# it is nothing to the point



## Daira Ziouva

From this sentence:
If the applicant can identify a condition capable or supporting her case, it is nothing to the point that her employer can derive from the facts a different condition.
I'm not sure what it means...


----------



## cougr

It appears nonsensical to me too.


----------



## ireney

We would need some more context (including maybe what kind of document this is from for instance)  Maybe it could help (not sure though). I can _guess _what it can possibly mean but that's not good enough and could be really misleading.


----------



## makot

Could it mean:
it is nothing = it makes no difference
to the point that = given that / seeing as / since
???????????????
Wild-guessing, though


----------



## Daira Ziouva

It is from a book on equality and discrimination issues. The phrase is from a court decision, a judge's reasoning. So I'm giving you more text:
"It is for the applicant to identify the requirement or condition which she seeks to impugn. These words are not terms of art: they are overlapping concepts and not to be narrowly construed. If the applicant can realistically identify a requirement or condition capable of supporting her case, as Mrs Allonby did to the Employment Tribunal's satisfaction, it is nothing to the point that her employer can with equal cogency derive from the facts a different and unobjectionable requirement or condition."


----------



## ireney

Ah! Thank you! I think I can safely say it means "it's irrelevant", "it has no bearing to X". So although her employer derived "from the facts a different and unobjectionable requirement or condition" it doesn't matter.


----------



## cougr

It appears that in this case there were two sets of conditions (most likely in some form of contract), one set which supported the employee's case and the other the employer's and for the purposes of this matter the judge ruled that the conditions which are to prevail are the ones supporting the employee's case. So "it is nothing to the point" in this case  basically means, that there is no significance to be attached to the conditions favouring the employer. In other words, the point that "her employer can with equal cogency derive from the facts a different and unobjectionable requirement or condition", means nothing in terms of supporting the employers case.

It's amazing how a little context helps.

Edit 1: Sorry, have cross posted with ireney, who has basically arrived at the same conclusion but much more succinctly.
Edit 2: Excellent "wild-guessing" makot.


----------



## Daira Ziouva

Thank you all. Why can't judges speak like the rest of us people?


----------

[Request] Quote the forum thread above word for word, from "It appears that" up to and including "the employers case.".

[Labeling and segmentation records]
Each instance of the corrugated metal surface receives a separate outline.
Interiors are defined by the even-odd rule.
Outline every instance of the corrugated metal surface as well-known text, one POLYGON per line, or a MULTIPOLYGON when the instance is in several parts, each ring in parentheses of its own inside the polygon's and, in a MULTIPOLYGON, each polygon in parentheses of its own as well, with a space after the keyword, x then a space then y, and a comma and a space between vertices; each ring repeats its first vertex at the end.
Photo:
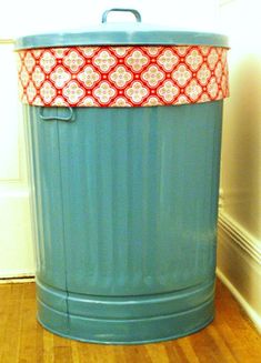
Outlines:
POLYGON ((74 122, 43 121, 24 105, 39 320, 103 343, 204 326, 213 319, 222 101, 73 112, 74 122))
POLYGON ((190 108, 32 114, 40 280, 60 283, 63 263, 71 292, 97 295, 212 279, 221 108, 190 108))

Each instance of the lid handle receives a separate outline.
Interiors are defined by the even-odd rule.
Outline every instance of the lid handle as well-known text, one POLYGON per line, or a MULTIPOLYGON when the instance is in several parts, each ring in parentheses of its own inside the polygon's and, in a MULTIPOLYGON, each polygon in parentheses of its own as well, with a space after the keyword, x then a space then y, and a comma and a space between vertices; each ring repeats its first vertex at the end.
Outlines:
POLYGON ((135 10, 135 9, 120 9, 120 8, 113 8, 113 9, 106 10, 103 12, 103 14, 102 14, 101 22, 107 22, 108 14, 109 14, 109 12, 112 12, 112 11, 131 12, 135 17, 135 20, 138 22, 141 22, 141 14, 139 13, 138 10, 135 10))

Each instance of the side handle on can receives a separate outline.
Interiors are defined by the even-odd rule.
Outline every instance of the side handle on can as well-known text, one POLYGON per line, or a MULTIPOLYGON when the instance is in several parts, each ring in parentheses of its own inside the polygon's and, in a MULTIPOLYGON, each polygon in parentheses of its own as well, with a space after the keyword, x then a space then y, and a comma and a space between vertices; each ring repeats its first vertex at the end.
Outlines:
POLYGON ((107 22, 108 14, 110 12, 113 12, 113 11, 131 12, 135 17, 137 22, 141 22, 141 14, 139 13, 138 10, 135 10, 135 9, 120 9, 120 8, 113 8, 113 9, 109 9, 109 10, 104 11, 103 14, 102 14, 102 18, 101 18, 101 22, 107 22))
POLYGON ((68 115, 64 115, 64 117, 58 115, 58 114, 44 115, 43 109, 44 109, 43 107, 40 107, 40 109, 39 109, 39 118, 42 121, 66 121, 66 122, 74 121, 74 113, 73 113, 73 109, 71 107, 66 108, 69 111, 69 113, 68 113, 68 115))

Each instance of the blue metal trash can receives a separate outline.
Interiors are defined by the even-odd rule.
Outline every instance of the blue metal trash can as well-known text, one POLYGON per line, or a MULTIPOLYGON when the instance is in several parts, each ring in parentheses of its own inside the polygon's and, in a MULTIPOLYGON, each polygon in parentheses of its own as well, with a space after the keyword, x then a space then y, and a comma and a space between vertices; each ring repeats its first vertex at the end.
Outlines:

[The output]
It appears that in this case there were two sets of conditions (most likely in some form of contract), one set which supported the employee's case and the other the employer's and for the purposes of this matter the judge ruled that the conditions which are to prevail are the ones supporting the employee's case. So "it is nothing to the point" in this case  basically means, that there is no significance to be attached to the conditions favouring the employer. In other words, the point that "her employer can with equal cogency derive from the facts a different and unobjectionable requirement or condition", means nothing in terms of supporting the employers case.